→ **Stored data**
━━━━━━━━

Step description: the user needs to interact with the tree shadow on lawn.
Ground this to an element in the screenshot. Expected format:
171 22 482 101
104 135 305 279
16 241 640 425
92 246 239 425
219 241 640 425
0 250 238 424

━━━━━━━━

Write out these entries again with "tree shadow" swapped for "flower bed" and everything else left as it is.

→ **Result for this exercise**
Step description: the user needs to interact with the flower bed on lawn.
Ground this to an element in the screenshot. Expected format:
171 22 482 101
104 135 305 279
16 241 640 425
92 246 239 425
219 241 640 425
0 250 238 424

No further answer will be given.